Report each line of the entries below that contains the word "plastic" by copying it in full. Matches must agree in case.
|---|
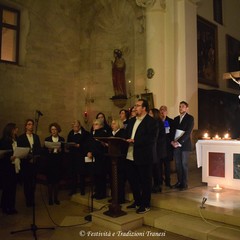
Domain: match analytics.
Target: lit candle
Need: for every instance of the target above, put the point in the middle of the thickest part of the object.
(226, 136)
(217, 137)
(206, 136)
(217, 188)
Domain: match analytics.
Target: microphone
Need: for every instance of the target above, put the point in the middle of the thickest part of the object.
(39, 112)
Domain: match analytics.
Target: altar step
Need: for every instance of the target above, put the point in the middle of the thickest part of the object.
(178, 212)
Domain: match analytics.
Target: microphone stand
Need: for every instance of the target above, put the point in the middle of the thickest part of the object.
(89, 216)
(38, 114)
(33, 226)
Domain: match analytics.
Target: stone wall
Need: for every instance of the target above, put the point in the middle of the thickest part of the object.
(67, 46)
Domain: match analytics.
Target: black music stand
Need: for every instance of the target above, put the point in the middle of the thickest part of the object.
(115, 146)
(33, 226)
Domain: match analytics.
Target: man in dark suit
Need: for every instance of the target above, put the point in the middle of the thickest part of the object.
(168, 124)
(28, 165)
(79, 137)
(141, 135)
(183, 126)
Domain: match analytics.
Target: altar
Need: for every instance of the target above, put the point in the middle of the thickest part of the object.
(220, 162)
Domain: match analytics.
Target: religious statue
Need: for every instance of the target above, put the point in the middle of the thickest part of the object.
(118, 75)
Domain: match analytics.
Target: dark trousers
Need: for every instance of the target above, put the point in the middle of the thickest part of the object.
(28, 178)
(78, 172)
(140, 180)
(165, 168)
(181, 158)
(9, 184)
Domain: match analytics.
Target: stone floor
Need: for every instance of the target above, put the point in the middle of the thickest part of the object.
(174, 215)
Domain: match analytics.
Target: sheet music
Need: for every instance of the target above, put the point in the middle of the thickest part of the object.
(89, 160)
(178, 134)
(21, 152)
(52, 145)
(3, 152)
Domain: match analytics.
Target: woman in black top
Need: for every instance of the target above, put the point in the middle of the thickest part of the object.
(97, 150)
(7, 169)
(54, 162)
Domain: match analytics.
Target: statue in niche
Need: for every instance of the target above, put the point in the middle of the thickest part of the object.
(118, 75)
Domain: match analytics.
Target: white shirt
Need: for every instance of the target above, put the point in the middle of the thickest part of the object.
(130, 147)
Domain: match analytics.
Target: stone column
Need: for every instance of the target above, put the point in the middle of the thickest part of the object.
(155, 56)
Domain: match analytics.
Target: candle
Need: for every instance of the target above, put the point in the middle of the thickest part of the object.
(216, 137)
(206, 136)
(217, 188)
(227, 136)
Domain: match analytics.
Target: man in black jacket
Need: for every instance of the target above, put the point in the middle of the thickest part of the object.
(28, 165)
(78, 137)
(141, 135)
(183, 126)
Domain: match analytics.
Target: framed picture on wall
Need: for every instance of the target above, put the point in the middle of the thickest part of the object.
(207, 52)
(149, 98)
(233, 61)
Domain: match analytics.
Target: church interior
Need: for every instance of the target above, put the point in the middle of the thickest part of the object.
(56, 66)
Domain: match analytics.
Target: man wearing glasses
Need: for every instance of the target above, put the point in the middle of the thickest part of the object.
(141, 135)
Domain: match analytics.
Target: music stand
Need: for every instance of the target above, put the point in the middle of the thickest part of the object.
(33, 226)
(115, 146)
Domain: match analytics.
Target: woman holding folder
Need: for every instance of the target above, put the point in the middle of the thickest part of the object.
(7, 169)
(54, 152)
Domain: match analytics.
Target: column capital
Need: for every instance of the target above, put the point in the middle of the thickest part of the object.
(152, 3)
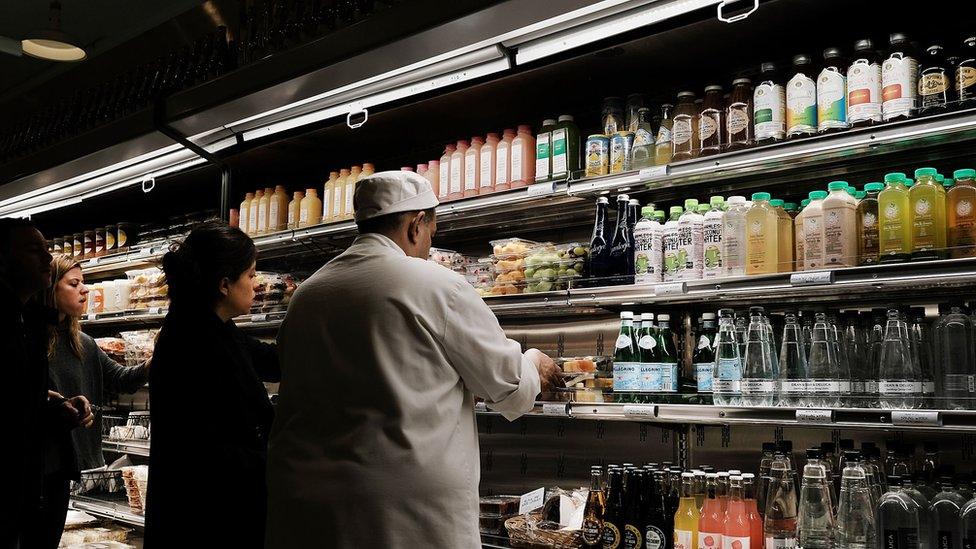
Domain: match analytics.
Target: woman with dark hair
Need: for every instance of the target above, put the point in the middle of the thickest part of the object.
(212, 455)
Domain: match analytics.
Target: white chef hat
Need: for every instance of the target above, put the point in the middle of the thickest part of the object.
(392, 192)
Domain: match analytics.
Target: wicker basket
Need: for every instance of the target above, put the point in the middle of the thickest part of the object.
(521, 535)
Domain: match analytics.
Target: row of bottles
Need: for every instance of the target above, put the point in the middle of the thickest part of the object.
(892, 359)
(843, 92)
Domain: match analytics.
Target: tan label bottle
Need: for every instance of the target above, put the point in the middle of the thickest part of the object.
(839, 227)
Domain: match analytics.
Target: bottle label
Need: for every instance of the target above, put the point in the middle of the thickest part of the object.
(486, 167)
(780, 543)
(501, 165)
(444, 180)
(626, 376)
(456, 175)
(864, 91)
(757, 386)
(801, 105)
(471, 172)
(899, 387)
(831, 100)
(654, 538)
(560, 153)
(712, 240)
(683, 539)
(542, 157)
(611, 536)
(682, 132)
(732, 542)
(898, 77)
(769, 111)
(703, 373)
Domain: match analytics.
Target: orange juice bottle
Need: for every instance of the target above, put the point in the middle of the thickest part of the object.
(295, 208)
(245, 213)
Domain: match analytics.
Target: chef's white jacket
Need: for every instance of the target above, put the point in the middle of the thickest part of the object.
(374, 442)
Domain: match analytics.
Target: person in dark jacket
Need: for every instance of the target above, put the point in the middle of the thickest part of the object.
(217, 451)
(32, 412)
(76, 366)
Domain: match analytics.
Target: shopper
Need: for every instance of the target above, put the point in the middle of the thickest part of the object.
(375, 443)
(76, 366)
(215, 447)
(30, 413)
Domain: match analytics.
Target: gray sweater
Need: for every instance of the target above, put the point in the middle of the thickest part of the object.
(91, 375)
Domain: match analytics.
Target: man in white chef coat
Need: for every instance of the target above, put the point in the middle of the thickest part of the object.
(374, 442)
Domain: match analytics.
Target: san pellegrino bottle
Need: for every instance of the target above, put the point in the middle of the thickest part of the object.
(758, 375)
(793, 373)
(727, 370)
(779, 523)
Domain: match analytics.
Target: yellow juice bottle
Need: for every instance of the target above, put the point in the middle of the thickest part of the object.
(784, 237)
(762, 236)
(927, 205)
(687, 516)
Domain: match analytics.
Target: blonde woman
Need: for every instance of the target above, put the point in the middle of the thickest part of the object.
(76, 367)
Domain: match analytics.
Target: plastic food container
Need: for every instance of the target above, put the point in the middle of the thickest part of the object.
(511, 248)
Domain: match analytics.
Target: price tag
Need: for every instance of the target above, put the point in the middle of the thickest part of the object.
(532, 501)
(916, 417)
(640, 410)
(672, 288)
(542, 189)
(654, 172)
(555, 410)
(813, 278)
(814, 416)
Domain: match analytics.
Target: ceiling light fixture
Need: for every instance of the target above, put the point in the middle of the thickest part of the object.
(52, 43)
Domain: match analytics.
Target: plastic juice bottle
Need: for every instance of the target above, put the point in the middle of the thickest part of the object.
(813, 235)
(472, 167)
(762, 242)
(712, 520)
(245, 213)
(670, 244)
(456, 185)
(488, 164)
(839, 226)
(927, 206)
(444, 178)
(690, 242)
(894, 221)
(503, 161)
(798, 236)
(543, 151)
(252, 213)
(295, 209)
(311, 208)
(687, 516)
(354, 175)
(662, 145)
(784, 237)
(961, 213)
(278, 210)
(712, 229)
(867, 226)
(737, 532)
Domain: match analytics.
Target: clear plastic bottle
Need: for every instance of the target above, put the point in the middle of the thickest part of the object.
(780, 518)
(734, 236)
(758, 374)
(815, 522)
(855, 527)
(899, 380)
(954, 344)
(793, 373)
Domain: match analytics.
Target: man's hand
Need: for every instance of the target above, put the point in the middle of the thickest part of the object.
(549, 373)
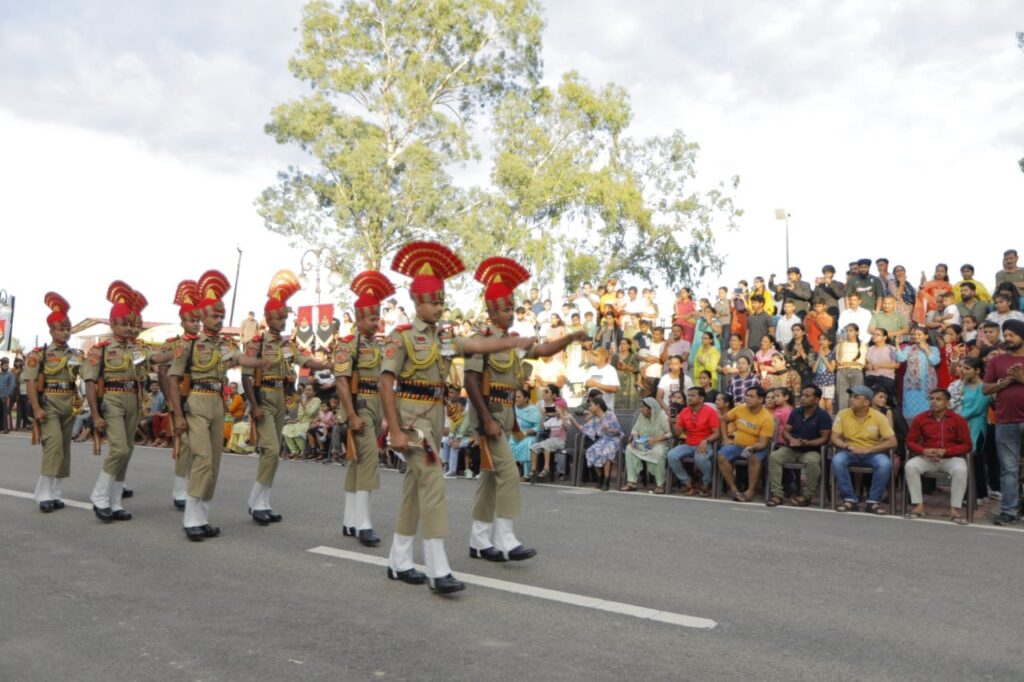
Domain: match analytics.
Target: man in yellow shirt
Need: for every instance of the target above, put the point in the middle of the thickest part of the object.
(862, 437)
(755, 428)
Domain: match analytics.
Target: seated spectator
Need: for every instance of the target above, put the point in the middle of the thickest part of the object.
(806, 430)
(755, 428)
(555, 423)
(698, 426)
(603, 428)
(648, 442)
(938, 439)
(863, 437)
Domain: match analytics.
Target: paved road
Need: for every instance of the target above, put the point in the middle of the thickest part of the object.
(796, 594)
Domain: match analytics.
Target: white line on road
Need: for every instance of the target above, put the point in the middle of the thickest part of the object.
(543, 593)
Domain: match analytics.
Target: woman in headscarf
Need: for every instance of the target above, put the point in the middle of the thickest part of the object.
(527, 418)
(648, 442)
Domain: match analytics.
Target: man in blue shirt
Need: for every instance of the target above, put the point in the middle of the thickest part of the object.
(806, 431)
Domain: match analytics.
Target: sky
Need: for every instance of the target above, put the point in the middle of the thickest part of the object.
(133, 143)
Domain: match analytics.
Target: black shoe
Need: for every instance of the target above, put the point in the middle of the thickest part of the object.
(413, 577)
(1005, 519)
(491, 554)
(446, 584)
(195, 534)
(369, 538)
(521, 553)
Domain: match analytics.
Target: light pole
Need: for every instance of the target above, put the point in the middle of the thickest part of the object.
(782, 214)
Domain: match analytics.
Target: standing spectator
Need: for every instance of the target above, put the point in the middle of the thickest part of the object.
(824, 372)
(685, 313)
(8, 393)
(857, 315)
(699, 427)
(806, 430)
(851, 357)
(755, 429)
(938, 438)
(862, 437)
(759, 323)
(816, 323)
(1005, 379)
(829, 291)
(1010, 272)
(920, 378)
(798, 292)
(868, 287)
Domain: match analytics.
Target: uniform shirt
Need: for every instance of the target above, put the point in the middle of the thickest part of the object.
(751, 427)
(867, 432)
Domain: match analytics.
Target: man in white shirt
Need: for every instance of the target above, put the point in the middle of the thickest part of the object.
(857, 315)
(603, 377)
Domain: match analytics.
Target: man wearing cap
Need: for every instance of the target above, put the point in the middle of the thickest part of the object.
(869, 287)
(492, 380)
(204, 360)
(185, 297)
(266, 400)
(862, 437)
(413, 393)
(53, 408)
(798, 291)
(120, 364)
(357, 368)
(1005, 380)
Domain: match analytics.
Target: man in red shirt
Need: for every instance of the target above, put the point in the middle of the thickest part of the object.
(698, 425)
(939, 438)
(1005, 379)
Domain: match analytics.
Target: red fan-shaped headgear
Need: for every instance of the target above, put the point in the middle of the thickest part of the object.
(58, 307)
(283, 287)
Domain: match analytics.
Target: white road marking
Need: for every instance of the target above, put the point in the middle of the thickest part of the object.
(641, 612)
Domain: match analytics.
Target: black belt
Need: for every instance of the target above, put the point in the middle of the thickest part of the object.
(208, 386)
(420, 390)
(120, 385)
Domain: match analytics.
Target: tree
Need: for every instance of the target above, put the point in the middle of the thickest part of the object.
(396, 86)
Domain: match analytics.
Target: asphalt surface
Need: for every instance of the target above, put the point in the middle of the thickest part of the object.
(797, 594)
|---|
• **Written reply**
Target: plastic food container
Target: plastic juice bottle
Target: clear plastic bottle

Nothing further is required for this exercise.